▸ **Описание задания**: Как в двух предложениях передать суть отрывка об убытках от гастролей «Эйнштейна»?

▸ **Отрывок из источника**:
^^^^

Как только мы сыграли два спектакля в Мет (второй состоялся 28 ноября 1976 года), Нинон пригласила нас в свою квартиру на Ист-Сайд и уведомила, что, невзирая на громадный успех, убыток от гастролей «Эйнштейна» составил сто тысяч долларов. Мы с Бобом, естественно, испытали настоящий шок. Мы даже не подозревали о факте, который известен в оперном мире всем: оперные постановки убыточны. Да, мы были настолько наивны. Не ведали, что ни один оперный театр — ни в Париже, ни в Лондоне, ни в Москве, ни в Нью-Йорке — не окупается. Год от года, весь год напролет предпринимаются колоссальные усилия по привлечению спонсоров, которые заткнули бы дыры в смете театров. Взять, например, Германию: несколькими годами позже мы играли в Штуттгарте, и, если я правильно помню, мне сказали, что каждое место в зале субсидируется (кажется, на одно место приходилось восемьдесят немецких марок). Мы не сознавали, что и в свой первый вечер в Мет, и на втором представлении через неделю тоже выйдем в минус. В тот период «Эйнштейн» был сыгран тридцать пять раз, в залах, где не было ни одного свободного места, и все равно за время гастролей мы влезли в долги.

^^^^

▸ **Данные упражнения**:
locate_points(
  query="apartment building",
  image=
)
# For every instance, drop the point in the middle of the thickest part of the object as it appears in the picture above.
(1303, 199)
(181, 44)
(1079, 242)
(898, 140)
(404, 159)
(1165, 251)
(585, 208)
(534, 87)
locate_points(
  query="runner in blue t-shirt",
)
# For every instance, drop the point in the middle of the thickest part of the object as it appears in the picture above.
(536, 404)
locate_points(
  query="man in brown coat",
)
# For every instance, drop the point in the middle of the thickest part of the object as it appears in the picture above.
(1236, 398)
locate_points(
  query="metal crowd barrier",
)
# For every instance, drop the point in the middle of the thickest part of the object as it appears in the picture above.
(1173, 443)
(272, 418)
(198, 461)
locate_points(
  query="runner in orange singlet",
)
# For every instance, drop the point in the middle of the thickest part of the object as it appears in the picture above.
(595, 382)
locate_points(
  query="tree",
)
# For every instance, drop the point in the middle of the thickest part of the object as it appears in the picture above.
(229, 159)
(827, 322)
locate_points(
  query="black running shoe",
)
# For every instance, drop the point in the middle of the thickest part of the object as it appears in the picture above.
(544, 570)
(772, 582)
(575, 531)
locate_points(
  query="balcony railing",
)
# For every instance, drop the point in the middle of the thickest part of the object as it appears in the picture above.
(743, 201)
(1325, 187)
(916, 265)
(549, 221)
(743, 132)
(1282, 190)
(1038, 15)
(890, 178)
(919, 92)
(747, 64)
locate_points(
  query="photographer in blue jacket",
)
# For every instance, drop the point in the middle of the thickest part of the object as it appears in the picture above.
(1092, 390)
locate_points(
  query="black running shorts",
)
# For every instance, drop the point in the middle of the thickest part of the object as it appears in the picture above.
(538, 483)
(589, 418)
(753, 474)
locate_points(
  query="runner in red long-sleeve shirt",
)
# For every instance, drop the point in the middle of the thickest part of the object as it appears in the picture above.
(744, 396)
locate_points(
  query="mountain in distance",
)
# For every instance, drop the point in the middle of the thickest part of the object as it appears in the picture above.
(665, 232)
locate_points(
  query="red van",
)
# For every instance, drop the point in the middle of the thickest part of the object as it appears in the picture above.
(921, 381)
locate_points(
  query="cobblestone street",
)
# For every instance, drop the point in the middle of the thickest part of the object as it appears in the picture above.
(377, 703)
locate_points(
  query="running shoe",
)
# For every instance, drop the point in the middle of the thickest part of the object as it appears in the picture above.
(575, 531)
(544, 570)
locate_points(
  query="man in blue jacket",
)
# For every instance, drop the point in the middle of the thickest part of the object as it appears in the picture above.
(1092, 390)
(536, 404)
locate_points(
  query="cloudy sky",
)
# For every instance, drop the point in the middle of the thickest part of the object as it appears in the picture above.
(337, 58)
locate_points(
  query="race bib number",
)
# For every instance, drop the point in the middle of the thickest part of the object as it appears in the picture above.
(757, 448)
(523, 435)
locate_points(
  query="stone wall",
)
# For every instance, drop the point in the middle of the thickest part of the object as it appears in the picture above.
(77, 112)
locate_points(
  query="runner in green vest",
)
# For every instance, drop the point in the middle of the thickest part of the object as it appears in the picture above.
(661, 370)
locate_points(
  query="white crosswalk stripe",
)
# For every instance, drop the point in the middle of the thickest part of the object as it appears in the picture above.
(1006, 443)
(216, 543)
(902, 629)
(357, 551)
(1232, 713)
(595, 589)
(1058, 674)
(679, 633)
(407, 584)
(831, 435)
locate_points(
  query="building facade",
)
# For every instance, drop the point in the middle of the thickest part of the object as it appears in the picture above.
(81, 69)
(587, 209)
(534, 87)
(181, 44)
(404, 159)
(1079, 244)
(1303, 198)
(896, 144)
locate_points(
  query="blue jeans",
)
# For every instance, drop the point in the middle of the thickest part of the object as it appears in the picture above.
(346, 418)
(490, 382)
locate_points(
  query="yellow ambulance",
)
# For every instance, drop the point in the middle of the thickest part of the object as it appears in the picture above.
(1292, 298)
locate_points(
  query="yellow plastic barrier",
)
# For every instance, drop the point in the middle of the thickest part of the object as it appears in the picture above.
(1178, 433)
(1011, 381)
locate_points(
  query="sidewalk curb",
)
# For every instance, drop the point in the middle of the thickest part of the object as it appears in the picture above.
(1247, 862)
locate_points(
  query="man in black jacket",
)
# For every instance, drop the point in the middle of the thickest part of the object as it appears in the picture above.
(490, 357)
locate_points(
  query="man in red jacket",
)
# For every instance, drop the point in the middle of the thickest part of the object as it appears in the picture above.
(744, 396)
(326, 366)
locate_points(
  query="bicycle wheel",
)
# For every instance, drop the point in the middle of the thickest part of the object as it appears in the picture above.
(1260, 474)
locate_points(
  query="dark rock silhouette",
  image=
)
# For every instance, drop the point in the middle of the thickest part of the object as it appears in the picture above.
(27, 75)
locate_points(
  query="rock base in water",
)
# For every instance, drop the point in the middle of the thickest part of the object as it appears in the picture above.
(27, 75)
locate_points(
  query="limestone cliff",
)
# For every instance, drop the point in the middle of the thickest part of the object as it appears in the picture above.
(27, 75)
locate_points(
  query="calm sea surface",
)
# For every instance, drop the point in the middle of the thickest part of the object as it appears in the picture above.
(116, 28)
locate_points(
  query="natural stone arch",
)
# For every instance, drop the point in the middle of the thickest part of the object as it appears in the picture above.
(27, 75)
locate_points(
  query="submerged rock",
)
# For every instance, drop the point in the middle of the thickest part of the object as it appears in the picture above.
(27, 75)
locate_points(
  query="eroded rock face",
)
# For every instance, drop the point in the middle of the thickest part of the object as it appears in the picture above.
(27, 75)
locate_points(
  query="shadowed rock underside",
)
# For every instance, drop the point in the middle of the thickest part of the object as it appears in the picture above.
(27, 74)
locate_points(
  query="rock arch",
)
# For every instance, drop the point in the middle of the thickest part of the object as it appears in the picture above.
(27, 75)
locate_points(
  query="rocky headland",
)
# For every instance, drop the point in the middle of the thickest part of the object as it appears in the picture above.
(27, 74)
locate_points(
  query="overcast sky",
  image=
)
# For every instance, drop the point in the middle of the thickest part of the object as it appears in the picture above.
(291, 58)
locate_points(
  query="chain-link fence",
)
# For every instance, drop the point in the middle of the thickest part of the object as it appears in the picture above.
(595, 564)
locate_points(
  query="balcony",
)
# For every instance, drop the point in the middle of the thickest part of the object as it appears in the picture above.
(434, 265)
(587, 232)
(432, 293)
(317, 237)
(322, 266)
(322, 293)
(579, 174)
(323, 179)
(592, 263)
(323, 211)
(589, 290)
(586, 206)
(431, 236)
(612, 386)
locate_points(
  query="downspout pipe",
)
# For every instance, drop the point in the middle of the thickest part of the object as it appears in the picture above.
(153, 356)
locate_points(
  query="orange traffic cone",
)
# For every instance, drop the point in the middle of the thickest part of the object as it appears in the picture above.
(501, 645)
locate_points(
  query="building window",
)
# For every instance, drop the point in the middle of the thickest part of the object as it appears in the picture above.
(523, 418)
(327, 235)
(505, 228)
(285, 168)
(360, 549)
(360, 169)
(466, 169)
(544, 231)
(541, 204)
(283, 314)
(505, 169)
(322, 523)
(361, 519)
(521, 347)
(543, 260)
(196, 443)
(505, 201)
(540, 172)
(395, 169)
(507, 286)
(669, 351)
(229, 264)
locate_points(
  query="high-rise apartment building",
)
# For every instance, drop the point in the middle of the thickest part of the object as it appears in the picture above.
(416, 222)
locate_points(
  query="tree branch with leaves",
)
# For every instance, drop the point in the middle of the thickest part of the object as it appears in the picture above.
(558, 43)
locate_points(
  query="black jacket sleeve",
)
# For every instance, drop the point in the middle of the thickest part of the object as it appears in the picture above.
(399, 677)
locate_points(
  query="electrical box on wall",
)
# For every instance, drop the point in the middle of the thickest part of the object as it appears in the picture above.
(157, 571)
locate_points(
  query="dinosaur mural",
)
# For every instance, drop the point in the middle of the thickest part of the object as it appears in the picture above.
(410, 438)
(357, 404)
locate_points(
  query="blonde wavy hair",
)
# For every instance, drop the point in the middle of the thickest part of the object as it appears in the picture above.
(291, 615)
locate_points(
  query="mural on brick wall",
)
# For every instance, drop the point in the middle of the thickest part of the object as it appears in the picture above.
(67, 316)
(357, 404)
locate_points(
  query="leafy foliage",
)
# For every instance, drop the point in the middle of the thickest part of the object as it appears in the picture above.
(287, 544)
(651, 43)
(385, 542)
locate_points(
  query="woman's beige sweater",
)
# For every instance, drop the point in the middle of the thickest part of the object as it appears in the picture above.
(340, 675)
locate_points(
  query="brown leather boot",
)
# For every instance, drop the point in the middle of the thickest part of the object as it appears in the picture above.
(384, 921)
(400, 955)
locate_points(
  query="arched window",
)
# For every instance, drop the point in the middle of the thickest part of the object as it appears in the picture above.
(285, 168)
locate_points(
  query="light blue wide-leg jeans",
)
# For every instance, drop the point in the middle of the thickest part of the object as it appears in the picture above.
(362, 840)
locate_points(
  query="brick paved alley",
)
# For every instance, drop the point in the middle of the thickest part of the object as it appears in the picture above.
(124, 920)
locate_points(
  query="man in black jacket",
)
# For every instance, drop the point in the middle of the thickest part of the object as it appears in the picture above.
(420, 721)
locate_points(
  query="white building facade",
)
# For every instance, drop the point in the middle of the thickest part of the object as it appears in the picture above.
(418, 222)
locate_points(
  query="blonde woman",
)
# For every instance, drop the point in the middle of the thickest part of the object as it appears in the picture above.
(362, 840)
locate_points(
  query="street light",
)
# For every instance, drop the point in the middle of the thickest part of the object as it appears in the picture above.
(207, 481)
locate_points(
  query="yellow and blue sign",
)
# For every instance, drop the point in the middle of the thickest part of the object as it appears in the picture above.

^^^^

▸ **Решение задания**: После двух спектаклей «Эйнштейна» в Мет в ноябре 1976 года Нинон сообщила, что, несмотря на громадный успех, гастроли принесли сто тысяч долларов убытка, и это потрясло автора текста и Боба, не знавших, что оперные постановки не окупаются ни в одном театре. Хотя в тот период «Эйнштейн» был сыгран тридцать пять раз при полностью заполненных залах, за время гастролей все равно образовались долги.